Source records
+++

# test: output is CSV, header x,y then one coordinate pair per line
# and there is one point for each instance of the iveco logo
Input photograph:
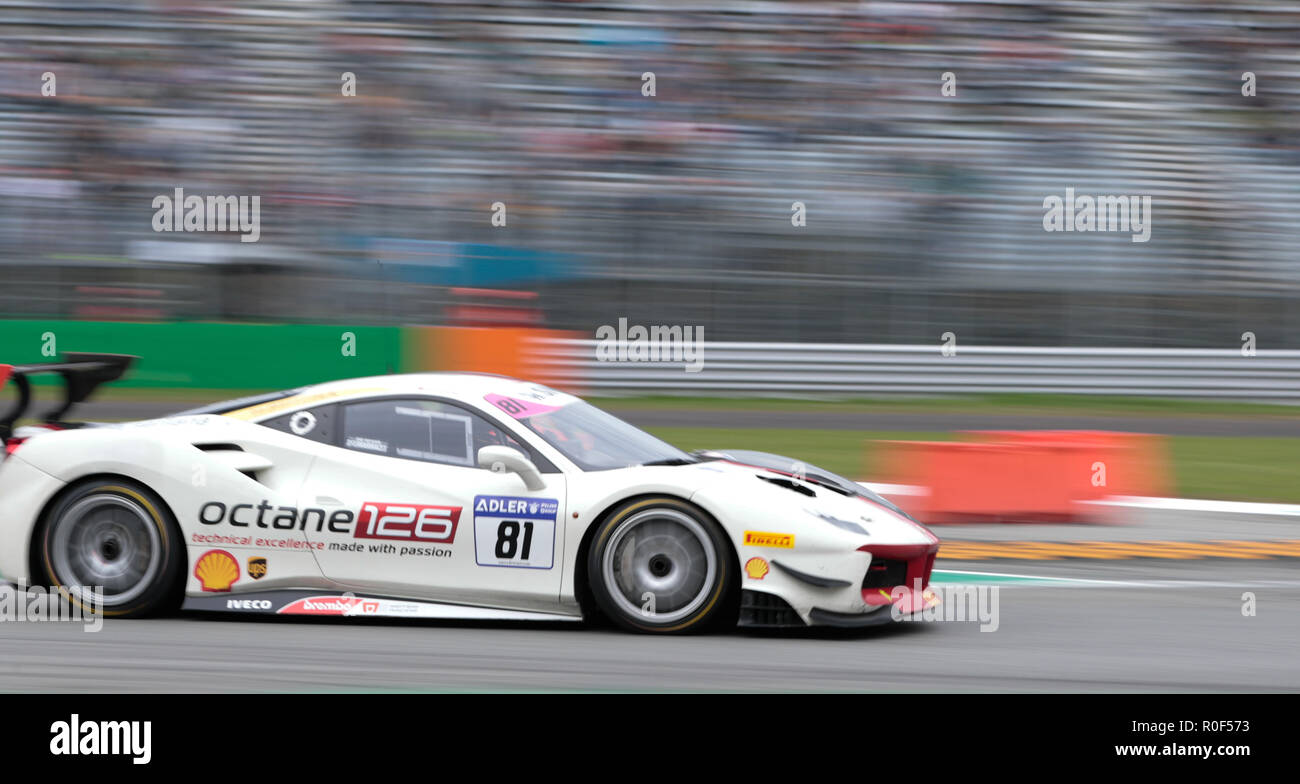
x,y
247,603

+++

**TASK DIRECTIONS**
Retype all of the data above word for word, excluding the pictures.

**TASK ANSWER**
# test: output is CSV, header x,y then one coordinate pair per line
# and there is one point for each instance of the iveco logo
Input photograph:
x,y
247,603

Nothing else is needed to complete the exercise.